▸ What you are asked to do
Each line of the data needs to be transcribed exactly.

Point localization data
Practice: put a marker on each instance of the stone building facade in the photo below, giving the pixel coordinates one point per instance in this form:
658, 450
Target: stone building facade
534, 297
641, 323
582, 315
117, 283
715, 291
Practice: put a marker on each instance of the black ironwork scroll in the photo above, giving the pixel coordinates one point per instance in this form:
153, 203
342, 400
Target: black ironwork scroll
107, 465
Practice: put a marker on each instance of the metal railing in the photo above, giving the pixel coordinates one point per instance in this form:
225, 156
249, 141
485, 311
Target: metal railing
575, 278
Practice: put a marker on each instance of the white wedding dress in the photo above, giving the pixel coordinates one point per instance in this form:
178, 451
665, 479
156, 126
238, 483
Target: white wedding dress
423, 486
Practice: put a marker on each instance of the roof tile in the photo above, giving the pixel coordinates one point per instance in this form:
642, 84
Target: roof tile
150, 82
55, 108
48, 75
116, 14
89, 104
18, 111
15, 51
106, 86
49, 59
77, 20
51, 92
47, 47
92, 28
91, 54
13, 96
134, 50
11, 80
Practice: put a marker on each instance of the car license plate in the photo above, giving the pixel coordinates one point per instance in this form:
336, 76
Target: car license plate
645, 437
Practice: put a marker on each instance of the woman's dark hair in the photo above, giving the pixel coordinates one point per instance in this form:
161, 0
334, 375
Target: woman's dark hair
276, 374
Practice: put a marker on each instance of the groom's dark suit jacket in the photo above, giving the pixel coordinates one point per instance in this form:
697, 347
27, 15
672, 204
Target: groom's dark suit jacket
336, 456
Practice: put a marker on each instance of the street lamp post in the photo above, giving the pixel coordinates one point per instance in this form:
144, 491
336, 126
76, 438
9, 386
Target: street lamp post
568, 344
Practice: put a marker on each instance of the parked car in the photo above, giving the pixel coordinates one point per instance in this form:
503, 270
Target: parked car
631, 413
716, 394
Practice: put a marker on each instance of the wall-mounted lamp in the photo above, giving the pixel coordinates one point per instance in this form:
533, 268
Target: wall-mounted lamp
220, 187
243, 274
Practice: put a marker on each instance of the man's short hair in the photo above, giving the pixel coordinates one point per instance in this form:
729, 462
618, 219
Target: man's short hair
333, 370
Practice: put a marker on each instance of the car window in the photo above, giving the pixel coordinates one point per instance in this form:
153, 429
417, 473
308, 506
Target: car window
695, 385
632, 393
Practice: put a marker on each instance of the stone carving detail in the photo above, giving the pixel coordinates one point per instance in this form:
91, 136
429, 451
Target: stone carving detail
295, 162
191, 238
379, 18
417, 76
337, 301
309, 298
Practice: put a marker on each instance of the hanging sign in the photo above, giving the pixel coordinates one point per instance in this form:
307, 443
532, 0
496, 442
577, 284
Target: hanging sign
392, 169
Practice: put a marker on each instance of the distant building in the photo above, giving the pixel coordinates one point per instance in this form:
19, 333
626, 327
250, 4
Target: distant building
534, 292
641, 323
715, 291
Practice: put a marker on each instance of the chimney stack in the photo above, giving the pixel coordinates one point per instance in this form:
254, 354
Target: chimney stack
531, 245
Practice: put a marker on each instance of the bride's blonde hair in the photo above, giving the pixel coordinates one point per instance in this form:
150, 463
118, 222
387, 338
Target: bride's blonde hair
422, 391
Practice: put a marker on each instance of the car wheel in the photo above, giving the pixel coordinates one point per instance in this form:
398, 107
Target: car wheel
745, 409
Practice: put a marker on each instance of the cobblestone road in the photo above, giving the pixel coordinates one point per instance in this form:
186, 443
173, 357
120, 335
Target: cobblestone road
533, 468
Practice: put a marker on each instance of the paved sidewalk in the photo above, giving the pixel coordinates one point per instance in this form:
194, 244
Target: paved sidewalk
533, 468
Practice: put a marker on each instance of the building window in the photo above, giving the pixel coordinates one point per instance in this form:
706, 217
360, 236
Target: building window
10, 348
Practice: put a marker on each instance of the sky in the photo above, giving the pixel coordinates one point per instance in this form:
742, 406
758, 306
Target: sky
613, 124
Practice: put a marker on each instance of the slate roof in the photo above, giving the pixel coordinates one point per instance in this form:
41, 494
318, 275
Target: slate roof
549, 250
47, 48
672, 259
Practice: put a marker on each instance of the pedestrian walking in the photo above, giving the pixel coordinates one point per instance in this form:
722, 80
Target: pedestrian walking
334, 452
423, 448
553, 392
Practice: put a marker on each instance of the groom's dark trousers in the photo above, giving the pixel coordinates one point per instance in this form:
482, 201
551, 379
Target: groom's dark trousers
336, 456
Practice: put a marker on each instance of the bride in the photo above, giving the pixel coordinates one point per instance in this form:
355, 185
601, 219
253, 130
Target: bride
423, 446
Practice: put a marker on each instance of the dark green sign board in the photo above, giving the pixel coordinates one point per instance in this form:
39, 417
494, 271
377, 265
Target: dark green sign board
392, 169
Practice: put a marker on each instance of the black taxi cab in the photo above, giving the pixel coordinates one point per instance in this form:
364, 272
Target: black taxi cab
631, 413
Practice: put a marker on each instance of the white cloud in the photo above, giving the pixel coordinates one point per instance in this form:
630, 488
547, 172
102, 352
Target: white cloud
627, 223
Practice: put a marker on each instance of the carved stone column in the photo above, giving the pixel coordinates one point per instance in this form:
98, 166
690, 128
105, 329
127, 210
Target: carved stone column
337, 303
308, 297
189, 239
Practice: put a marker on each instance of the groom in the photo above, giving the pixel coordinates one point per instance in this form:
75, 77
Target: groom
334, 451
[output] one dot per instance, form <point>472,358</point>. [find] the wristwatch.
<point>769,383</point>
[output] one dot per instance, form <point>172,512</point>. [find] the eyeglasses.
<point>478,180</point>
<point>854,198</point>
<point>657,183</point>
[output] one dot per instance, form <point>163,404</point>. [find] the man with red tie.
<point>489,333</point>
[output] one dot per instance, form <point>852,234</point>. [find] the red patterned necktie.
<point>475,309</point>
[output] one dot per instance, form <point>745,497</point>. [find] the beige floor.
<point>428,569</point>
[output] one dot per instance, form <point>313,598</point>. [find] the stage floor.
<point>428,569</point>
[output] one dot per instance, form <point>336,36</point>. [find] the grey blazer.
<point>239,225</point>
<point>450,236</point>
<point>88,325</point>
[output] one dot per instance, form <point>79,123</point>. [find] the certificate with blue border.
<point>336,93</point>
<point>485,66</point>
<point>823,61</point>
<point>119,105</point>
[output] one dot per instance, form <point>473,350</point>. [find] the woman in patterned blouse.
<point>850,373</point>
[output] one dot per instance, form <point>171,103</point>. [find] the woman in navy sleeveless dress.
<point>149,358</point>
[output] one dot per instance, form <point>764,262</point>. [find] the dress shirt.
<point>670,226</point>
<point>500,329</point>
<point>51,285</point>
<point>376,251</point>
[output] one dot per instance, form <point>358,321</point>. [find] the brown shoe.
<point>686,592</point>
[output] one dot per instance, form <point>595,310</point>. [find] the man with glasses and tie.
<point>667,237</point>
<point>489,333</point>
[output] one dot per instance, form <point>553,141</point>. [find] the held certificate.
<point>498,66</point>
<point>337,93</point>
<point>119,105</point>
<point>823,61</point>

▸ Exercise answer
Practice: put a marker on each instance of the stone building facade in the photo below, giving the pixel coordinates one point per instance in this form:
658, 450
Target: stone building facade
534, 297
641, 323
582, 315
117, 283
715, 291
Practice: put a marker on each instance of the black ironwork scroll in the photo above, giving the pixel coordinates one point per instance in this form:
153, 203
342, 400
Target: black ironwork scroll
107, 465
Practice: put a marker on each instance of the metal railing in the photo above, giving the pixel coordinates one point per instance in this form:
225, 156
249, 141
485, 311
Target: metal railing
575, 278
Practice: put a marker on each instance of the white wedding dress in the photo above, giving the pixel coordinates one point per instance in this form:
178, 451
665, 479
156, 126
238, 483
Target: white wedding dress
423, 486
Practice: put a marker on each instance of the roof tile in the photo above, giving the pixel coordinates one point per instance in this form:
642, 84
Target: roof tile
150, 82
55, 108
48, 75
116, 14
89, 104
18, 111
15, 51
106, 86
49, 59
77, 20
51, 92
47, 47
92, 28
91, 54
13, 96
134, 50
11, 80
Practice: put a marker on each instance of the car license plate in the photo above, giving the pixel coordinates one point per instance in this form:
336, 76
Target: car license plate
645, 437
Practice: put a marker on each instance of the woman's dark hair in the photo above, giving the pixel coordinates one point per instance in this form:
161, 0
334, 375
Target: woman's dark hair
276, 374
Practice: put a marker on each instance of the groom's dark suit jacket in the photo above, giving the pixel coordinates one point per instance in this form:
697, 347
27, 15
672, 204
Target: groom's dark suit jacket
336, 456
Practice: put a marker on each instance of the street lamp post in the photo above, giving the pixel coordinates one point per instance in this form:
144, 491
336, 126
76, 438
9, 386
Target: street lamp post
568, 344
Practice: put a marker on each instance of the parked car in the photo above, giving the pixel coordinates one point per instance in this form:
503, 270
Target: parked car
631, 413
716, 394
Practice: put a marker on each instance of the wall-mounted lamp in the photo above, giving the pixel coordinates one point per instance in this form:
533, 268
Target: wall-mounted lamp
220, 187
243, 274
Practice: put a marker on each instance of the man's short hair in the photo above, giving the pixel coordinates one point per instance in this form:
729, 462
618, 219
Target: man's short hair
333, 370
Practice: put a marker on each instance of the car window in the photo above, giving the pixel coordinates one point per instance in this form:
153, 429
417, 473
308, 506
Target: car window
695, 385
632, 393
Practice: put a marker on each instance of the stone carving detail in the photo above, giving the pixel coordinates one point per instance in this form:
91, 136
429, 451
Target: stone carving detail
295, 162
191, 238
379, 18
417, 76
337, 301
309, 298
Practice: put a marker on each instance of the hanging sign in the photo above, giving the pixel coordinates one point per instance in this form:
307, 443
532, 0
496, 442
577, 284
Target: hanging sign
392, 169
Practice: put a marker on each instance of the distant building in the photo above, giving the pixel coordinates one point per instance in this form:
19, 333
626, 327
250, 4
Target: distant building
534, 292
641, 323
715, 291
Practice: put a marker on each instance of the chimney stack in the photo above, giving the pixel coordinates one point per instance in this form:
254, 354
Target: chimney stack
531, 245
Practice: put a marker on each instance of the bride's blonde hair in the photo above, giving the pixel coordinates one point per instance in this form:
150, 463
118, 222
387, 338
Target: bride's blonde hair
422, 391
Practice: put a marker on each instance of the car wheel in the photo above, giving the pixel coordinates one point per instance in this form:
398, 107
Target: car wheel
745, 409
Practice: put a marker on each instance of the cobblestone road in the photo above, giving the pixel coordinates one point per instance in this form:
186, 443
173, 357
120, 335
Target: cobblestone road
533, 468
Practice: put a marker on each instance of the paved sidewalk in the photo above, giving the pixel coordinates one point per instance in this form:
194, 244
Target: paved sidewalk
533, 468
Practice: put a marker on each instance of the building window in the photo above, giving the pixel coordinates one point per instance in this form:
706, 217
360, 236
Target: building window
10, 348
Practice: put a marker on each instance of the sky in the photo above, giving the pixel coordinates one point per instance in this form:
742, 406
758, 306
Target: sky
613, 124
Practice: put a marker on each instance of the slate roof in the photo above, giving the pixel coordinates one point per instance in this form:
41, 494
318, 275
Target: slate roof
549, 250
47, 48
672, 259
Practice: put a marker on each instance of the pedestrian walking in the photo above, giving the pixel coordinates one point per instance in this form:
722, 80
Target: pedestrian walking
334, 452
423, 448
553, 392
Practice: put a marker on each instance of the groom's dark trousers in the photo above, giving the pixel coordinates one point per instance in this form:
482, 201
551, 379
Target: groom's dark trousers
336, 456
Practice: put a marker on each instance of the bride in the photo above, giving the pixel coordinates one point per instance in this form:
355, 185
601, 219
253, 130
Target: bride
423, 446
Practice: put a marker on each instance of the dark green sign board in the photo above, giving the pixel coordinates one point per instance in this form:
39, 417
494, 271
377, 265
Target: dark green sign board
392, 169
Practice: put a marker on each instance of the black taxi cab in the photo above, giving the pixel coordinates one point per instance in this form:
364, 272
Target: black taxi cab
631, 413
Practice: put a marker on each instance of the white cloud in the photo above, giving the pixel coordinates one point per instance in this form:
630, 488
547, 172
102, 352
Target: white cloud
627, 223
Practice: put a marker on each instance of the carved stone column in the photo above, giving the pixel coordinates one point per instance in this form:
98, 166
690, 128
105, 329
127, 210
Target: carved stone column
337, 303
308, 297
189, 239
Practice: put a marker on each instance of the groom in the photo above, giving the pixel coordinates one point per instance in this form:
75, 77
Target: groom
334, 451
[output] one dot per instance, form <point>472,358</point>. [find] the wristwatch.
<point>769,383</point>
[output] one dot per instance, form <point>172,512</point>. [find] the eyeglasses.
<point>478,180</point>
<point>854,198</point>
<point>657,183</point>
[output] one dot per instance, form <point>163,404</point>. [find] the man with red tie.
<point>489,333</point>
[output] one dot per instance, form <point>852,234</point>. [find] the red patterned necktie.
<point>475,309</point>
[output] one dot per instance, form <point>745,497</point>. [find] the beige floor.
<point>428,569</point>
[output] one dot per instance, form <point>313,598</point>. [find] the stage floor.
<point>428,569</point>
[output] one dot per instance, form <point>336,36</point>. [find] the grey blazer.
<point>239,225</point>
<point>450,236</point>
<point>88,325</point>
[output] one dot per instance, form <point>79,123</point>. [find] the certificate with blue border.
<point>336,93</point>
<point>485,66</point>
<point>823,61</point>
<point>119,105</point>
[output] one dot per instance, form <point>473,350</point>. [find] the woman in patterned blouse.
<point>850,373</point>
[output] one dot per instance, form <point>171,103</point>. [find] the woman in navy sleeveless dress.
<point>149,358</point>
[output] one dot per instance, form <point>764,262</point>. [find] the dress shirt.
<point>670,226</point>
<point>500,329</point>
<point>51,285</point>
<point>376,251</point>
[output] one dot per instance, form <point>358,321</point>. [find] the brown shoe.
<point>686,592</point>
[output] one dot per instance, form <point>595,310</point>. [find] the man with glasses and tie.
<point>667,237</point>
<point>489,333</point>
[output] one dot per instance, form <point>553,141</point>. [find] the held certificate.
<point>498,66</point>
<point>337,93</point>
<point>119,105</point>
<point>823,61</point>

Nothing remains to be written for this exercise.